■ **Task description**
Please copy the lines below word for word, starting with the line that contains "Labeling job — category: doorway." and continuing through the line that contains "118,164,132,186", with both of those lines included.

■ **Supplied material**

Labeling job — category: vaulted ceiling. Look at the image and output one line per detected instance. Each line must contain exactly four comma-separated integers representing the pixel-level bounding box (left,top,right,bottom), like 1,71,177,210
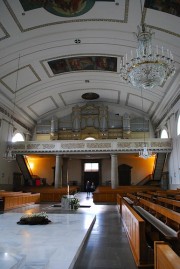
0,0,180,129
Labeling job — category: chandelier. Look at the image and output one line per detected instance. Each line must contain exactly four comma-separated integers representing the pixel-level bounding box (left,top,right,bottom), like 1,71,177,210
3,55,20,162
139,88,153,159
139,144,152,159
120,1,175,89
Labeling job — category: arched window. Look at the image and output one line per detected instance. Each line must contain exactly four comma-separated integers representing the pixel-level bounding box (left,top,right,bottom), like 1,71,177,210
161,129,168,138
12,132,25,142
177,114,180,135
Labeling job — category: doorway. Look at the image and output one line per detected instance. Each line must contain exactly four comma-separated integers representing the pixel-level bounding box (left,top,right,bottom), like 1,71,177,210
82,160,101,191
118,164,132,186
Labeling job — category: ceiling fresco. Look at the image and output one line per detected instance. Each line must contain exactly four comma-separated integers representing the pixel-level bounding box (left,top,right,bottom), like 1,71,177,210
48,56,117,75
20,0,114,17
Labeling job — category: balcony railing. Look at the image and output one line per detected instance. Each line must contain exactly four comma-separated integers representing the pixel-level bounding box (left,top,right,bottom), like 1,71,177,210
11,138,172,154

■ **The response**
Labeling job — category: doorway. Look at the image and output one line per detected instance. Each line must contain exactly four comma-separated integers representing the pixel-level bounding box (left,top,right,bottom), like 1,71,177,210
82,160,101,191
118,164,132,186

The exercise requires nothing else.